Photo-based referring expression data:
================

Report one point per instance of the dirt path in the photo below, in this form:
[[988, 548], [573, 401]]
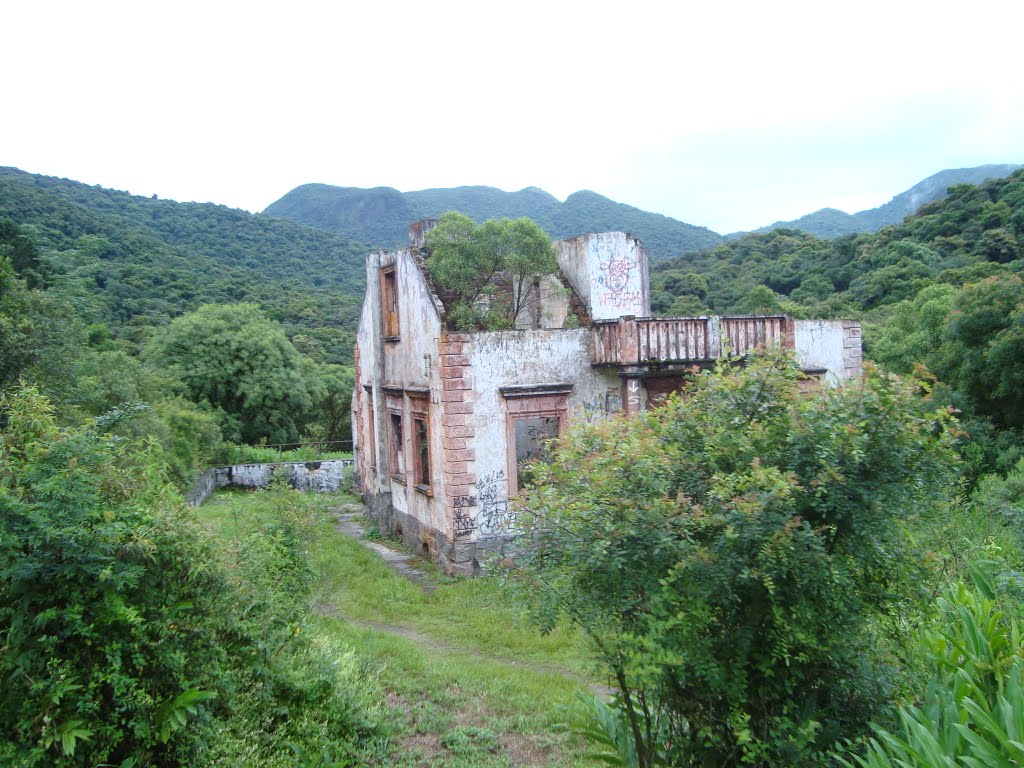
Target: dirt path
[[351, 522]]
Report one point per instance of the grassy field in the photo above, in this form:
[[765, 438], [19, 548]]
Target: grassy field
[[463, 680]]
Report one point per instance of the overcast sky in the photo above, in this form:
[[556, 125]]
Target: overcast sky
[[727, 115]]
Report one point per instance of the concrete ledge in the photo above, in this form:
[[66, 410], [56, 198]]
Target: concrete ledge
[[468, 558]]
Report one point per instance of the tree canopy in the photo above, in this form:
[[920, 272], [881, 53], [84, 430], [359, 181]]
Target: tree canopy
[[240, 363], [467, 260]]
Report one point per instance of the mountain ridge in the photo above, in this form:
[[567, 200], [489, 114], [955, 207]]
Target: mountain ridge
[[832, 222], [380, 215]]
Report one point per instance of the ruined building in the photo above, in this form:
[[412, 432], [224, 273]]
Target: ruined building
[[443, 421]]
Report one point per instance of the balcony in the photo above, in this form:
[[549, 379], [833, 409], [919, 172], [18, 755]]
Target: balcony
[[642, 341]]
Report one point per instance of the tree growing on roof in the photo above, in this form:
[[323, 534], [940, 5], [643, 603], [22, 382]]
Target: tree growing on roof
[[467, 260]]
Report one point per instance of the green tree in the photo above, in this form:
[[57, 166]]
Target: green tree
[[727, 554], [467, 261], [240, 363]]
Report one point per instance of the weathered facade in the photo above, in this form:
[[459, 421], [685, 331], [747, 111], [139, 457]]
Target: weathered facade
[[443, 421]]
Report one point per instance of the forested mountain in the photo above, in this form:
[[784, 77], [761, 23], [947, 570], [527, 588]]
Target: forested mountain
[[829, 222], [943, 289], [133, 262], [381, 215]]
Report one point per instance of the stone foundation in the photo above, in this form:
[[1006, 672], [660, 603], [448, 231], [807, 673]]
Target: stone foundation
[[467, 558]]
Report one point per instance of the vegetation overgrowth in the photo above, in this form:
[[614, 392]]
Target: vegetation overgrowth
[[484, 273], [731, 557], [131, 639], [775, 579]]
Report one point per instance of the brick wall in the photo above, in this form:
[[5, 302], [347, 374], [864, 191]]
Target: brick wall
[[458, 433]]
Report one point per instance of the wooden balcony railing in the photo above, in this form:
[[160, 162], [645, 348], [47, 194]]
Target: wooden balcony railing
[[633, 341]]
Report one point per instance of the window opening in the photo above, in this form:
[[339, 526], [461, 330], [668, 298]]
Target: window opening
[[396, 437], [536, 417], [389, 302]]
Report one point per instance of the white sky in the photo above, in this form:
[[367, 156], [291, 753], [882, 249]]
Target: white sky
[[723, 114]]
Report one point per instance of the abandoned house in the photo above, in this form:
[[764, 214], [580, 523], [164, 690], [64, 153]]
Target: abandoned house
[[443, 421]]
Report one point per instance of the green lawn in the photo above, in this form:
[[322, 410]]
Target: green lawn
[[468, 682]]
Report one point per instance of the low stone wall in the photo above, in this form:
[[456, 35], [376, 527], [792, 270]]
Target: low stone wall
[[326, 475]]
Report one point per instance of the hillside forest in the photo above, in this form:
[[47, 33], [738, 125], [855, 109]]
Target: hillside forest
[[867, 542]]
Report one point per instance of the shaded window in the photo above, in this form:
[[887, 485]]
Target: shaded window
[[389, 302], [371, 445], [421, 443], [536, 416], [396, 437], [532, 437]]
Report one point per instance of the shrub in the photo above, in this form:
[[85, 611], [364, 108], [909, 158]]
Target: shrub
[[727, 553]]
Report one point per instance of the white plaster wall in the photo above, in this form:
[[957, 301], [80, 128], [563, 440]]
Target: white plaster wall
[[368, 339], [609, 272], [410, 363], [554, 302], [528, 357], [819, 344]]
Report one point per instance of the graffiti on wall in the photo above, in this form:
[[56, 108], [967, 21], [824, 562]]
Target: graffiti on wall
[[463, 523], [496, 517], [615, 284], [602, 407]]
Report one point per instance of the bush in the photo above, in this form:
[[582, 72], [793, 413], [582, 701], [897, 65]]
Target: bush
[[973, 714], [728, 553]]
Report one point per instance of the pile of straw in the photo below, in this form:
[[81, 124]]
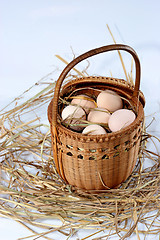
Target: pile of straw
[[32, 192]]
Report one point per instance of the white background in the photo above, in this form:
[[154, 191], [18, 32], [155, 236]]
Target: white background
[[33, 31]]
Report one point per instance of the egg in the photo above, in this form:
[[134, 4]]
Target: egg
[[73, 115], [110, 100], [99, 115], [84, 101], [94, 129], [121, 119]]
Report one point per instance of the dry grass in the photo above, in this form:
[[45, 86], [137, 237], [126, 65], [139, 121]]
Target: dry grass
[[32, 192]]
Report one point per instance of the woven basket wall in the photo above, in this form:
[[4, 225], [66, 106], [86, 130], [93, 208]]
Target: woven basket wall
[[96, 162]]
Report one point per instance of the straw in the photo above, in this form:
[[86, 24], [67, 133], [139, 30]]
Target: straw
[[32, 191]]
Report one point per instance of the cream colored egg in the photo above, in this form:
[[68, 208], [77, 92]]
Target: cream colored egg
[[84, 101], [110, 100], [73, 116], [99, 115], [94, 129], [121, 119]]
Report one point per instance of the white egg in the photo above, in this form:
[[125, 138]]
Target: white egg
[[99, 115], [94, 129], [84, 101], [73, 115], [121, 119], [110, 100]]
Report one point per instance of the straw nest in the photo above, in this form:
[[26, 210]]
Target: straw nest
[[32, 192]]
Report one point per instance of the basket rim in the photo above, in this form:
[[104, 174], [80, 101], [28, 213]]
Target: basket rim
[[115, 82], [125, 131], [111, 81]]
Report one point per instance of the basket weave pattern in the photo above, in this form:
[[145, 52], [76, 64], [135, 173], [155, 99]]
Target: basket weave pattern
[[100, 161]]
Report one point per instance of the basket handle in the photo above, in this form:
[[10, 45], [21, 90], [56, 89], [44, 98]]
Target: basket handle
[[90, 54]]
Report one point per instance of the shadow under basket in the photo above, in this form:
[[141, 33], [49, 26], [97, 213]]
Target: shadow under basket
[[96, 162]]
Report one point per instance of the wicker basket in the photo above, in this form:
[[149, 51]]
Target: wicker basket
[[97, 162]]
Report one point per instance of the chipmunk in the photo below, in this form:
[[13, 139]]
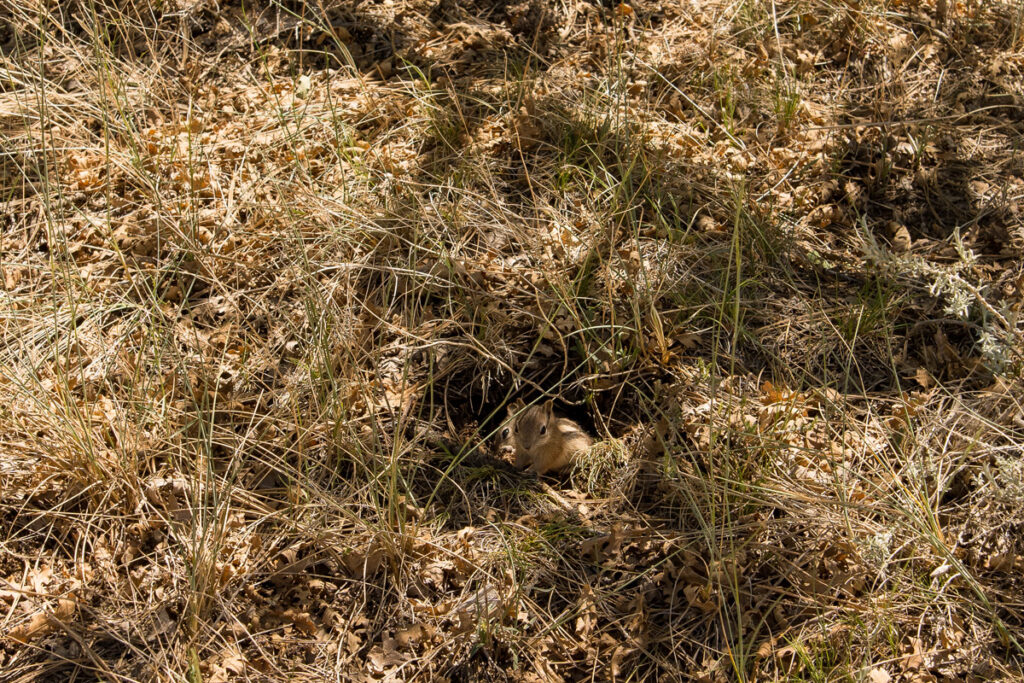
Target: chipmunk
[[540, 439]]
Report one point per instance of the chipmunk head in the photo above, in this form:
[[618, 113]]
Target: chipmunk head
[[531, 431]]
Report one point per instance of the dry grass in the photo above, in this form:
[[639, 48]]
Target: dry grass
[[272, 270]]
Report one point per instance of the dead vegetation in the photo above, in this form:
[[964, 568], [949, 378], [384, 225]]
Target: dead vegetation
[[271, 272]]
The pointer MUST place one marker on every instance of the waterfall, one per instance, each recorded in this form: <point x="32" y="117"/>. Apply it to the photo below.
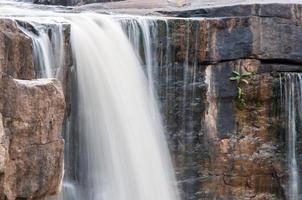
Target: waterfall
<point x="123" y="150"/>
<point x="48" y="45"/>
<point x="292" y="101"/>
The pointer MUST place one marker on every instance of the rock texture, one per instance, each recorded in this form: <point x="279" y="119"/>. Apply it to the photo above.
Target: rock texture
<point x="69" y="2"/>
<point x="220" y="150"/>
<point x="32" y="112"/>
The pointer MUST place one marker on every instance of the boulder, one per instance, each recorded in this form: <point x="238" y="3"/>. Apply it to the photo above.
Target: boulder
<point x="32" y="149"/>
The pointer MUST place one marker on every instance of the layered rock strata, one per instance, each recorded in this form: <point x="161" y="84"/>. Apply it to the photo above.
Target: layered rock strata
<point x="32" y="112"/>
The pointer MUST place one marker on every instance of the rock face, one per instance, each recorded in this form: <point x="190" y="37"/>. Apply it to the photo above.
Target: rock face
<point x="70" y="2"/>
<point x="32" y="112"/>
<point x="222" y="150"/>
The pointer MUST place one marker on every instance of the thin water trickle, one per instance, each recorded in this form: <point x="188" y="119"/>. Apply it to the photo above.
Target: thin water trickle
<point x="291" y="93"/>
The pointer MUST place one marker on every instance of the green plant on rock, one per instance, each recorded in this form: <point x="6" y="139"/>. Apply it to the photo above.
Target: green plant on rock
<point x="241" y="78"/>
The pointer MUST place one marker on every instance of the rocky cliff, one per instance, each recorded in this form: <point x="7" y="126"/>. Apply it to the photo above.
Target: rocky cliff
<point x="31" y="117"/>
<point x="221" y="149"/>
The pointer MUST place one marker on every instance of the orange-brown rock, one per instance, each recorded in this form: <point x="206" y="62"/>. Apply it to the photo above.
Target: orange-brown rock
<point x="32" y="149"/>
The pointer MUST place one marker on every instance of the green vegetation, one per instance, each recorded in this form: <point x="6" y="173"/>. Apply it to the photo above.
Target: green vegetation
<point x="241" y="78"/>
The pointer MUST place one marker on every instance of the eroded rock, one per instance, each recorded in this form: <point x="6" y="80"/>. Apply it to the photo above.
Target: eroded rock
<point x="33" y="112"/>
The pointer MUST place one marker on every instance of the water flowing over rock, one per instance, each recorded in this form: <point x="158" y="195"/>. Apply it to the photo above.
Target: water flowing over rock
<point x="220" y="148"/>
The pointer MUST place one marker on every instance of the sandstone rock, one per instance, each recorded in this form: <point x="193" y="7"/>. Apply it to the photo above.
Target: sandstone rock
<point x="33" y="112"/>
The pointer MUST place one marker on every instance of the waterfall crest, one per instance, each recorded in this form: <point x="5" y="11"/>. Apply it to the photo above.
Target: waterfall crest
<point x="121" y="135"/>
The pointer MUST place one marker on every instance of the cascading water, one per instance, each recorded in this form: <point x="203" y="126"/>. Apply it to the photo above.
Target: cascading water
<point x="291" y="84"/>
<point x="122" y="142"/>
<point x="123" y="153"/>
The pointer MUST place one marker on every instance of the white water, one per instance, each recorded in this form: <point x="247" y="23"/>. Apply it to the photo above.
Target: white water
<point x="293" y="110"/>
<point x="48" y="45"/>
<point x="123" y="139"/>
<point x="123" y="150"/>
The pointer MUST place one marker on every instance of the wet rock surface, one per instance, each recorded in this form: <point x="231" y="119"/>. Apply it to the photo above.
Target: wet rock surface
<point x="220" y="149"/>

================

> WHAT IS NEEDED
Work out how many lines in the records contain the word "below", and give that number by itself.

> EXERCISE OUTPUT
4